*Quoted passage*.

* Start *

Under Bayes Classifiers, we have considered four Classification algorithms that are, BayesNet, NaiveBayes, NaiveBayesMultinominalText and NaiveBayesUpdatable to calculate the Classification Accuracy of Meta Data ‘Type’. ‘Type’ is a Meta Data of Cosmetic Company’s facebook page dataset which contains four distinct attributes as status, link, photo and video. Our aim is to achieve the best Classification algorithm that can classify all four attributes in their respective classes with at most Accuracy [14].

Under Decision Tree classifiers, four Classification algorithms are used for calculating the Classification Accuracy of the same Meta Data ‘Type’ from the dataset. Those are J48, LMT, RandomForest, RandomTree [13].

The dataset is divided into two splits, training and testing. And to achieve this, percentage split method is used. It indicates that the part of the dataset is considered as training data and another part is considered as testing data. Using data mining Classification tool WEKA, we have calculated the Accuracy of correctly classified instances, kappa statistics, root mean squared error, relative absolute error, root relative squared error and generated Confusion Matrix which shows the different classes such as link, photo, status and video of type Meta Data. Classification error tables are generated for all 8 algorithms of two Classifiers. These tables show how many instances among total of 500 instances are correctly classified and also the number of incorrectly classified instances in tabular format.

As the dataset used in current work is, a company’s cosmetic product advertisement data hence, our is beneficial to those who wants to classify the social media data which is noisy and inappropriate all the time, the findings may help them by advising which Data Mining technique is better to classify the posts uploaded on the social media. By this, knowledge discovery can be achieved from enormous noisy data. The structure of the paper describes the proposed framework of the current work, dataset used in the research and its attributes then experimental results of Bayes Classifiers and results of Decision Tree Classifiers are described following with Classification error tables and also shown the comparison analysis of Bayes Classifiers and Decision Tree Classifiers based on different observations in the results produced by both the Classifier algorithms. Finally, concluded the content of the research experiment conducted.

Fig 1 describes the framework of present work, how the experiment has been carried out. As mentioned in the abstract part, the cloud which is also determined as the web is full of data. In the initial step, the data is retrieved from the web. And the data is full of noise, inconsistency and several missing information which leads difficulty in arranging the data as well as to use for future predictions. Hence it is required to refine the raw data to use it efficiently. Retrieved data is stored in data storage either in .CSV stands for Comma Separate Value or in. ARFF form stands for Attribute Relation File Format. The raw data is preprocessed using WEKA preprocessor.

In the present experiment two Data Mining Classifiers are considered among several, those are Bayes Classifier and Decision Tree Classifier. Bayes Classifier has introduced several Classification algorithms and, in this work, we have used BayesNet, NaiveBayes, NaiveBayesMultinominalText and NaiveBayesUpdatable to calculate the Classification Accuracy of Meta Data ‘Type’. Under Decision Tree Classifier we have used J48, LMT, RandomForest and RandomTree algorithms.

* End *

*Supplied data*.
* Start *

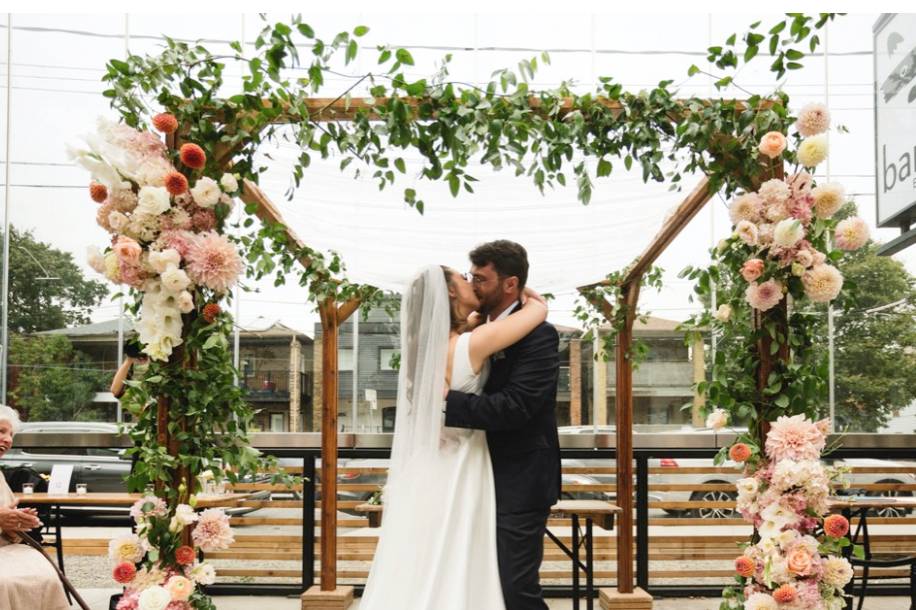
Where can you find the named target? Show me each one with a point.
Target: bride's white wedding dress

* End *

*To do*.
Reproduce the passage on Bayes and decision tree classifiers word for word, from "Under Decision Tree classifiers, four" up to and including "RandomForest, RandomTree [13].".

*Response to the task*.
Under Decision Tree classifiers, four Classification algorithms are used for calculating the Classification Accuracy of the same Meta Data ‘Type’ from the dataset. Those are J48, LMT, RandomForest, RandomTree [13].